Kutipan Terpilih:
========

SUMENEP, Suarademokrasi – Berawal dengan adanya sebuah video yang memperlihatkan kemarahan Anggota Komisi X DPR RI dari Fraksi Demokrat, Anita Jacoba Gah, yang mengungkit penggunaan dana PIP dan BOS kepada Menteri Pendidikan, Kebudayaan, Riset, dan Teknologi (Mendikbudristek) Nadiem Makarim, telah menjadi viral di platform TikTok.
Saya teringat beberapa murid di SMA sederajat tidak menjadi penerima PIP, justru dipungut biaya persiswa dengan alasan untuk menunjang proses pendidikan di setiap sekolah SMA sederajat di wilayah Kabupaten Sumenep. Maka dari itu BPK dan KPK diminta untuk turun ke Sumenep melakukan audit atau pemeriksaan dalam penggunaan dana tersebut, kepada setiap orang tua murid.
Terbukti, anak sekolah dari SMP sampai SMK di Sumenep tidak menjadi penerima PIP, dia tanpa rasa lelah sepulang sekolah bekerja pada orang berjualan minuman untuk menambah kebutuhan biaya hidupnya, demi menuntaskan sekolahnya, karena lepas perhatian dari pemerintah. Sedangkan pihak sekolah, Dinas Pendidikan, Dinas Sosial yang ada di Kabupaten Sumenep, mengatakan bahwa yang menentukan penerima adalah sistem di pusat.
Baca Juga: Dimana Supremasi Hukum? Laporan Dugaan Pemotongan BLT DD Sangat Lelet
Sedangkan video yang lagi viral diambil saat rapat kerja dengan Kementerian Pendidikan, Kebudayaan, Riset, dan Teknologi (Kemendikbudristek) di Jakarta, beberapa hari yang lalu. Anita mengusulkan kepada pimpinan Komisi X DPR untuk memberikan rekomendasi kepada Komisi Pemberantasan Korupsi (KPK) agar melakukan pemeriksaan terhadap Kemendikbud.

========

Informasi:
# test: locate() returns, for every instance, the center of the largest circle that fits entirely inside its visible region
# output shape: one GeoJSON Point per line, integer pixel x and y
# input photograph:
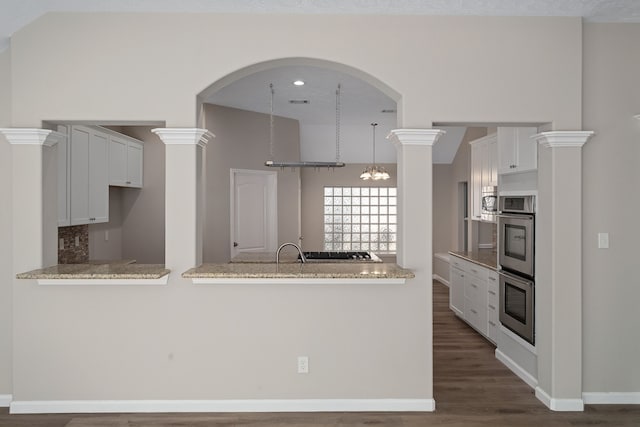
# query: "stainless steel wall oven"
{"type": "Point", "coordinates": [516, 257]}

========

Tugas yang Dikerjakan:
**a.** Tuliskan ulang bagian artikel tentang dana PIP di Sumenep dari "Baca Juga: Dimana" sampai "pemeriksaan terhadap Kemendikbud.".
**b.** Jawab pertanyaan berikut berdasarkan artikel tentang dana PIP di Sumenep:
(i) Di platform apa video kemarahan Anita Jacoba Gah menjadi viral?
(ii) Menurut pihak sekolah, Dinas Pendidikan, dan Dinas Sosial di Kabupaten Sumenep, siapa yang menentukan penerima PIP?
(iii) Di kota mana rapat kerja dengan Kemendikbudristek dalam video itu berlangsung?

Jawaban Tiap Tugas:
**a.**
Baca Juga: Dimana Supremasi Hukum? Laporan Dugaan Pemotongan BLT DD Sangat Lelet
Sedangkan video yang lagi viral diambil saat rapat kerja dengan Kementerian Pendidikan, Kebudayaan, Riset, dan Teknologi (Kemendikbudristek) di Jakarta, beberapa hari yang lalu. Anita mengusulkan kepada pimpinan Komisi X DPR untuk memberikan rekomendasi kepada Komisi Pemberantasan Korupsi (KPK) agar melakukan pemeriksaan terhadap Kemendikbud.

**b.**
(i) TikTok
(ii) Sistem di pusat
(iii) Jakarta